▶ Passage provided
Look at this fuckin nerd.
#1918
[ Yo check out my new D&D character, she’s based on several professors of mine and Evie from The Mummy! Speaking of which, I drew her in one of Evie’s outfits (normally she has light leather armor). ]
Name: Remr’knali’v’sarna’nbat’shi
Nickname: Remr
Age: 30
Gender: Female
Race: Tiefling
Class: Ranger
Background: Sage/researcher
Alignment: Neutral Good
Level: 4
General physical description: Red skin, yellow eyes, black hair (a double sidecut with bangs, usually held up in a bun by several writing implements), two horns on her upper forehead (one above each eye)
Orientation: Oblivious (she’ll end up some sort of queer, but for now she’s too involved in her work to think about it)
Relationship status: Married to her job
Family: Well-to-do mother and father, three older female siblings
Job: Associate Professor of Biology
Dress style: Tends toward comfort over appearance, clothes are often muddy, ripped, ink stained, and covered in bits of melted candle wax, wears a belt from which hang sample bags, a compass, a magnifying glass, and other necessary scientific tools
Companion: A long-suffering mule named Abigail
Religion: Agnostic but very excited about the possibility of meeting a god or gods when she dies, as she has lots of questions to ask them
Hobbies: Geology, ecology, anthropology, climatology, mythology, sociology, learning new languages, translating ancient texts, barely ever sleeping, writing notes to herself on her clothes, skin, or whatever else is at hand
Favorite food: Chocolate covered coffee beans
Catchphrase: “Fascinating!”
Strongest positive personality trait: Very outgoing and non-judgmental
Strongest negative personality trait: Extremely flighty
Sense of humor: Jovial and nerdy, but often accidentally pretentious
Temper: Friendly, upbeat, intense but well-meaning, hard to anger or offend, socially awkward but unaware of it
Consideration for others: Assumes everyone is as excited about learning as she is, has no concept of personal space or privacy
How other people see her: They either love her or hate her, depending on how they deal with such high energy levels and the conversational equivalent of pinball. Additionally, she can come off as pretentious or thoughtless.

▶ Tasks
1) In the character profile, turn the line beginning "Dress style:" into a short bulleted list that keeps its main facts.
2) Print the character profile from "Look at this" to "above each eye)".
3) Continue the character profile of Remr past its final entry.

▶ Dataset excerpt

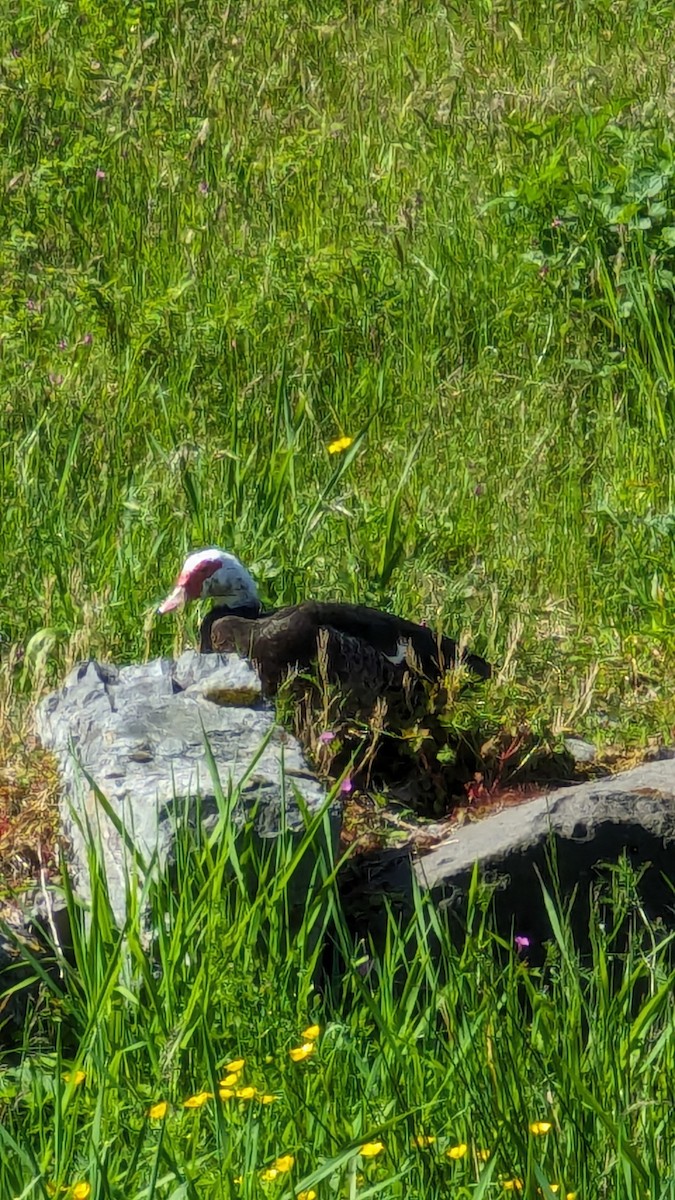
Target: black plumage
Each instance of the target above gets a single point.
(366, 652)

▶ Response list
1)
- Prefers comfort to appearance
- Clothes are often muddy, ripped, ink-stained and covered in melted candle wax
- Wears a belt hung with sample bags, a compass, a magnifying glass and other scientific tools

2)
Look at this fuckin nerd.
#1918
[ Yo check out my new D&D character, she’s based on several professors of mine and Evie from The Mummy! Speaking of which, I drew her in one of Evie’s outfits (normally she has light leather armor). ]
Name: Remr’knali’v’sarna’nbat’shi
Nickname: Remr
Age: 30
Gender: Female
Race: Tiefling
Class: Ranger
Background: Sage/researcher
Alignment: Neutral Good
Level: 4
General physical description: Red skin, yellow eyes, black hair (a double sidecut with bangs, usually held up in a bun by several writing implements), two horns on her upper forehead (one above each eye)

3)
Opinion of herself: Best Professor Ever!
Background: Being the high energy, ambitious late-in-life child of aging parents who had already raised three other daughters, Remr was often instructed to “go play outside” or “find something quiet to do”. She spent most of her time alone, either reading every scrap of text available or exploring the natural world. Her parents had hoped she would follow in her sisters’ footsteps and take up the noble family occupation of being a succubus, but it was clear early on that she was destined for the university. She and her parents parted on good terms, though they are wary of the packages she sends home; they sometimes contain dead, or not-so-dead, specimens. She is currently an Associate Professor on an extended sabbatical (the university may perhaps keep extending it in the hope she doesn’t come back).
Philosophy of life: Attainment of knowledge is the noblest pursuit to which one may dedicate their life, and nothing (even the law) should stand in the way of furthering our understanding of the world.
Most important thing to know about this character: She may be a flighty science nerd, but she has a rock hammer and an ice pick and she knows how to use them.